# Tips for Long Term Survival Traveling



## AlwaysLost (Nov 2, 2016)

I'm looking for tips on being out there long term. I've got some camping skills but I want to know from the veterans some tips. Is there a piece of gear you rely on the most, how do you not go crazy not having a place to live etc.

I'm gonna be out at there at least 2years this next time and could really use the advice. Thanks for all the support and encourage ment u all.


----------



## outlawloose (Nov 2, 2016)

Biggest advice: live in the moment.
Fuck this 2 year plan. Focus on the hear and now plan.
Domesticated or nomadic, spend your time doing what you love each second of each day. Come to understand and live for you're most basic and immediate needs and you'll empower yourself to match this challenge.


----------



## Mankini (Nov 2, 2016)

AlmostAlwaysLost said:


> I'm looking for tips on being out there long term. I've got some camping skills but I want to know from the veterans some tips. Is there a piece of gear you rely on the most, how do you not go crazy not having a place to live etc.
> 
> I'm gonna be out at there at least 2years this next time and could really use the advice. Thanks for all the support and encourage ment u all.



There is only 1 piece of gear noone can live without: a TABLET. 

You can earn money, look for shit, talk to people, listen to music, and most importantly, look at dirty pictures.


----------



## todd (Nov 2, 2016)

i cant agree with the here and now philosophy. If you know your going to be there 2 years your most important tool is YOU! keep yourself healthy and sane, and plan out and execute your plan. there will be plenty of "here and now" moments after the chores are done, shelter is built and dry, and dinners warmed up. Just my 2 cents.


----------



## spectacular (Nov 2, 2016)

For three years, ive kept moving. There's a lot of adjustment and depression that comes with it but it helps to get creative and try new things like hitching or train hopping or living without money for extended periods of time.


----------



## Stiv Rhodes (Nov 3, 2016)

One recreational activity/hobby materials, you'll get bored a lot. A high quality hiking backpack that will carry a load comfortably for long periods of time is a must if you're living outside. It depends what your living situation "out there" is. Do you have a vehicle? Are you going into the woods where you'll be totally cut off from civilization or will you be by a town?


----------



## Deleted member 17194 (Nov 5, 2016)

outlawloose said:


> Biggest advice: live in the moment.
> Fuck this 2 year plan. Focus on the hear and now plan.
> Domesticated or nomadic, spend your time doing what you love each second of each day. Come to understand and live for you're most basic and immediate needs and you'll empower yourself to match this challenge.


NO FUCKING SHIT!! I am going to hire an imaginary friend to remind me to do this every second of my... right fucking now!

Isn't that what we all used to do at one point? Just live and love right now?? And if we love ourselves will we not take care of ourselves? Thx for this epiphany of the obvious! For real. thx.

outlawloose ftw
/thread


----------



## Mankini (Nov 5, 2016)

HardenedClay said:


> NO FUCKING SHIT!! I am going to hire an imaginary friend to remind me to do this every second of my... right fucking now!

GIVEN INSTRUCTION: Extend the forum thread on long-term survival traveling, beginning immediately after its final line. The records are not required for this work.

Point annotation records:
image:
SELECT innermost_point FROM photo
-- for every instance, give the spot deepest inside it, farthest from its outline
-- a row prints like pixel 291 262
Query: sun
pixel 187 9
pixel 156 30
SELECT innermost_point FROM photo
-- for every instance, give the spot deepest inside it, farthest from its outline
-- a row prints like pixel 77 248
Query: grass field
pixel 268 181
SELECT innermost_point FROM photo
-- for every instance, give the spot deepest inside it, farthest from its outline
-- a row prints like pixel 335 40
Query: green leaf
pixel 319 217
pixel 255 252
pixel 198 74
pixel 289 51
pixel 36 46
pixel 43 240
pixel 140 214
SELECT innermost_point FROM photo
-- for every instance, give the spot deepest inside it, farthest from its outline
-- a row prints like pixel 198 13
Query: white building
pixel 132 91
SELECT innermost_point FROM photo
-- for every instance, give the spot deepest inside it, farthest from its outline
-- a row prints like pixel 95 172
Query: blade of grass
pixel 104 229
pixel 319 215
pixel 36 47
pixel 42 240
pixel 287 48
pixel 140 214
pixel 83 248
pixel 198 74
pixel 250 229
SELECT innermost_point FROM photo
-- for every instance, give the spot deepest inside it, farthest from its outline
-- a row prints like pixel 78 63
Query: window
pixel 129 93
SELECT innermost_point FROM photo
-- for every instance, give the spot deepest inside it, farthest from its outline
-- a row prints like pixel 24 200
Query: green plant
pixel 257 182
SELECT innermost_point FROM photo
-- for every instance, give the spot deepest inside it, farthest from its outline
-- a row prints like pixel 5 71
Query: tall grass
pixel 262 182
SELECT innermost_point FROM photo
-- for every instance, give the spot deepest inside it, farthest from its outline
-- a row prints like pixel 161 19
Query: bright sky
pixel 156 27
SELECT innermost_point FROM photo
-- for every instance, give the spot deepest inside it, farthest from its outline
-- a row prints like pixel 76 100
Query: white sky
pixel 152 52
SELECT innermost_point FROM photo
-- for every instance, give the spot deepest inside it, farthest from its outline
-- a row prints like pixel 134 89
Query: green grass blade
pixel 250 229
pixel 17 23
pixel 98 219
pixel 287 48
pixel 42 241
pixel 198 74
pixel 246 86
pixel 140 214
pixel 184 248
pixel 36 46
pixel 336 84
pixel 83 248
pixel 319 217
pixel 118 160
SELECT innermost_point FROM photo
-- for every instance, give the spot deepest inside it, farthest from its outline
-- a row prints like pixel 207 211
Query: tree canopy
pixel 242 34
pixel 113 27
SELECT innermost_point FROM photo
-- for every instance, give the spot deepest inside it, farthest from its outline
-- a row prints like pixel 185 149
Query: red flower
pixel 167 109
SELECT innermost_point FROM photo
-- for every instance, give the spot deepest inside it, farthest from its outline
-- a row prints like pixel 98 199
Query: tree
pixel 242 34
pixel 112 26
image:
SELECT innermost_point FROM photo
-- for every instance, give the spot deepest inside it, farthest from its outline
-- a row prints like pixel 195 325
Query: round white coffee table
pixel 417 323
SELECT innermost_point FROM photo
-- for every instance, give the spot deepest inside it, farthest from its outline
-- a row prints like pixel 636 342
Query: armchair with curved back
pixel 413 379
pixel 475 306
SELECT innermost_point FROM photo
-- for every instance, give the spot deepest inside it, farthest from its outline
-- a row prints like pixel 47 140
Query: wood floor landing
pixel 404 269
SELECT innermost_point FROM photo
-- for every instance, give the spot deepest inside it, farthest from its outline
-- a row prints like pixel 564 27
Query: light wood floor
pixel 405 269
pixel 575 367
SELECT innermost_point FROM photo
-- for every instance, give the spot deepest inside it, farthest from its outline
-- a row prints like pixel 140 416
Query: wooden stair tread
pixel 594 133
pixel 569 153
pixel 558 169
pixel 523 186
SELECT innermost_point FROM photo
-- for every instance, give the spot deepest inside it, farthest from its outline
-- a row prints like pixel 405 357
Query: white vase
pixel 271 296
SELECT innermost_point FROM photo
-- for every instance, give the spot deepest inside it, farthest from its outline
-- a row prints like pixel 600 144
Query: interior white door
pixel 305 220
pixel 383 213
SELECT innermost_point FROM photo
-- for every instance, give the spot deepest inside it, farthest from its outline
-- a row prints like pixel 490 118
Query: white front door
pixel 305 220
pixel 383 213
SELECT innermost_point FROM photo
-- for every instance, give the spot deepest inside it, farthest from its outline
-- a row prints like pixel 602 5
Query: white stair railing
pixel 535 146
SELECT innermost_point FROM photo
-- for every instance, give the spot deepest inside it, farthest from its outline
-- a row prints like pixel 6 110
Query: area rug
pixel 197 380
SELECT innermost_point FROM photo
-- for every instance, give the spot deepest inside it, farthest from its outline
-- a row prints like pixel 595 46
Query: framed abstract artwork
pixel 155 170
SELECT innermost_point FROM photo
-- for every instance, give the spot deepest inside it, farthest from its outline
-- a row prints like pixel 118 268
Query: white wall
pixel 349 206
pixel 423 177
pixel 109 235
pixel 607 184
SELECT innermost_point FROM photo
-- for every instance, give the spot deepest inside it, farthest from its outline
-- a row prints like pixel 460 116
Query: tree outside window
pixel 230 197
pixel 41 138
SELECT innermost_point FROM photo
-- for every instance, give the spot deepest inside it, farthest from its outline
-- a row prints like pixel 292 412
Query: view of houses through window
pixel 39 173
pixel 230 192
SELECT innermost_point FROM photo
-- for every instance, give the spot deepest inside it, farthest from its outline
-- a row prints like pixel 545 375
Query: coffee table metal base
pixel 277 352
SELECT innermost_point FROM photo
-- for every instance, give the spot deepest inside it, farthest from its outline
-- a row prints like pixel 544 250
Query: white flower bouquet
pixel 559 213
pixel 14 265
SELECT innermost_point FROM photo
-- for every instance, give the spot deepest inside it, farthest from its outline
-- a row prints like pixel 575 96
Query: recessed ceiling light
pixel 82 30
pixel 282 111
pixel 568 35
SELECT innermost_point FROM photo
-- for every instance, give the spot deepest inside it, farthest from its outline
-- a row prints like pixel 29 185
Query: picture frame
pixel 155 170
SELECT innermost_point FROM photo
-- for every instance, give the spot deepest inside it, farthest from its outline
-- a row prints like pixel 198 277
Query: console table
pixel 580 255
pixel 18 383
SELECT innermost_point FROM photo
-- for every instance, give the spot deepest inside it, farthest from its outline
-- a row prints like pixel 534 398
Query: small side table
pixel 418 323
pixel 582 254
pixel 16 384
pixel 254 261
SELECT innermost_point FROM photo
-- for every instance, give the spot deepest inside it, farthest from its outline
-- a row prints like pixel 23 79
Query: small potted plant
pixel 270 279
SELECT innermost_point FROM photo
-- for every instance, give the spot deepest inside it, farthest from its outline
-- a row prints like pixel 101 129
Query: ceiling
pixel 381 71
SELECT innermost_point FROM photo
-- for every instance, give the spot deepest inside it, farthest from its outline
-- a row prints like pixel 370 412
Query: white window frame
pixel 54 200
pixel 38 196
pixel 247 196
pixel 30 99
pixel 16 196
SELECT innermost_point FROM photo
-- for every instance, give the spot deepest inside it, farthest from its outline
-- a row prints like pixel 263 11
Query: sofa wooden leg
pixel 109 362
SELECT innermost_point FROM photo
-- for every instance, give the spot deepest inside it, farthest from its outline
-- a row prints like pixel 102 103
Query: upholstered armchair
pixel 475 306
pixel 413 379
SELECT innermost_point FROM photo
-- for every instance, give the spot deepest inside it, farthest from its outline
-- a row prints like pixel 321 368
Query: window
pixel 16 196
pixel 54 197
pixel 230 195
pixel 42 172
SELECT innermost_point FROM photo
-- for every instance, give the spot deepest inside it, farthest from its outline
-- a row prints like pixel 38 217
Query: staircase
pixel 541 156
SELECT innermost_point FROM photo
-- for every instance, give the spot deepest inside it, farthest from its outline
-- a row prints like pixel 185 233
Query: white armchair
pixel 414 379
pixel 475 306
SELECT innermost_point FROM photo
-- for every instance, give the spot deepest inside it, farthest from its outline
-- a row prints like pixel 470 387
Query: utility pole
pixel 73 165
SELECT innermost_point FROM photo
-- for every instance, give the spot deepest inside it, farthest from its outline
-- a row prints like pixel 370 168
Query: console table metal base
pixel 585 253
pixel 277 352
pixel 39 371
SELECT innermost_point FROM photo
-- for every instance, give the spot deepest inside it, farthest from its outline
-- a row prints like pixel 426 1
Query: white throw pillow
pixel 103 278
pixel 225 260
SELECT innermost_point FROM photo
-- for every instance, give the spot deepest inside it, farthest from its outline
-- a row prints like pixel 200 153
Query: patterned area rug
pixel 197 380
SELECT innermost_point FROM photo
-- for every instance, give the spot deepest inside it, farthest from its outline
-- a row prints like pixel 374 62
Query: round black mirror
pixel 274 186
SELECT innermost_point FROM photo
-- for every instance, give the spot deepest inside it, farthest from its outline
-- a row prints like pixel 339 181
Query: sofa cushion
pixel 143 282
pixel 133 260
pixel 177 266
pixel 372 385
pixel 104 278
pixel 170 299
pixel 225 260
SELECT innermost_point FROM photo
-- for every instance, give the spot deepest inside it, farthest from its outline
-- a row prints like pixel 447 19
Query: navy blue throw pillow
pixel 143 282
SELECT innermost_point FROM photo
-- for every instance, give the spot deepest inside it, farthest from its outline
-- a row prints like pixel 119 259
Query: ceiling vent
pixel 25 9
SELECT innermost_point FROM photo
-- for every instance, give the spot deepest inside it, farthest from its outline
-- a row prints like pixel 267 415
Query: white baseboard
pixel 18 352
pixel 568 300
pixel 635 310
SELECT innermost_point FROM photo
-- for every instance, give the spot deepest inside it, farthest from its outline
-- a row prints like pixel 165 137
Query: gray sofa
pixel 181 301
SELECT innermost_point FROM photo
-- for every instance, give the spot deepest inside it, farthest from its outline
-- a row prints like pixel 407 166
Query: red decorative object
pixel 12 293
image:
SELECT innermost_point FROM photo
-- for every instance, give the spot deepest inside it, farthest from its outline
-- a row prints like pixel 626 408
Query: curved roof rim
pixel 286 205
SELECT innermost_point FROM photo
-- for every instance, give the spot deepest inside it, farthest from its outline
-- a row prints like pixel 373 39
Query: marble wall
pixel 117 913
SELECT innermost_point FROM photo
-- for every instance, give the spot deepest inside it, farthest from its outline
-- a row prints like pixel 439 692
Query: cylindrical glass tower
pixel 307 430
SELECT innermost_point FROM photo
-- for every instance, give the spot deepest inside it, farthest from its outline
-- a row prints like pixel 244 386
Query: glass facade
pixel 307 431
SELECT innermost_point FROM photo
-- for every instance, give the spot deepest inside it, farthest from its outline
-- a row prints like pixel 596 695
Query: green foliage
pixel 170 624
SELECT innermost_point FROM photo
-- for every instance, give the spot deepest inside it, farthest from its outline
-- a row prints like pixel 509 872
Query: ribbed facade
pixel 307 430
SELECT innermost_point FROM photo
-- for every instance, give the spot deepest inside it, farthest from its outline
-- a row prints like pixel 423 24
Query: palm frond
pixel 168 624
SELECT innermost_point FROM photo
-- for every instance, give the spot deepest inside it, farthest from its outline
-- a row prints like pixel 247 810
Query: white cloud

EXERCISE OUTPUT:
> 
> Isn't that what we all used to do at one point? Just live and love right now?? And if we love ourselves will we not take care of ourselves? Thx for this epiphany of the obvious! For real. thx.
> 
> ...



It is said that Caesar would have a golden midget with him at all times, whispering "You are mortal."


----------



## AlwaysLost (Nov 5, 2016)

Stiv Rhodes said:


> One recreational activity/hobby materials, you'll get bored a lot. A high quality hiking backpack that will carry a load comfortably for long periods of time is a must if you're living outside. It depends what your living situation "out there" is. Do you have a vehicle? Are you going into the woods where you'll be totally cut off from civilization or will you be by a town?



I'm going to be out in the woods but there is a daily bus into town so I won't be completely cut off. Seems like the best of both worlds. The town is pretty full of homebums which is why I am looking bat the forest. I spent too much time down by the river with drunken crazy idiots running amok at all hours of the night. Figure going far out would help.

I'm definitely getting a gold pan. Lots (not enuff to make a living) of gold and gems around.


----------



## Stiv Rhodes (Nov 5, 2016)

Tent, good sleeping bag, tarp, rope, bailing wire, multi-tool, medium sized knife (6-8 inches), camp stove, small cookware that doubles as eatware, or a cup like container with a lid that could double as eatware, shovel, saw, fishing gear (if there's fish in the river) rain gear (many thin layers of clothing allows more temperature control with less weight to carry than heavy jackets, but I don't know what climate you're in this winter), needles and dental floss, water filter, multiple lighters, cooler for food storage. That's as much as I can imagine carrying on the bus.


----------



## AlwaysLost (Nov 5, 2016)

Stiv Rhodes said:


> Tent, good sleeping bag, tarp, rope, bailing wire, multi-tool, medium sized knife (6-8 inches), camp stove, small cookware that doubles as eatware, or a cup like container with a lid that could double as eatware, shovel, saw, fishing gear (if there's fish in the river) rain gear (many thin layers of clothing allows more temperature control with less weight to carry than heavy jackets, but I don't know what climate you're in this winter), needles and dental floss, water filter, multiple lighters, cooler for food storage. That's as much as I can imagine carrying on the bus.



Thanks bro! I appreciate you taking the time to help. If I can establish a good basecamp I won't have to carry it all at once. That is a very smart gear list!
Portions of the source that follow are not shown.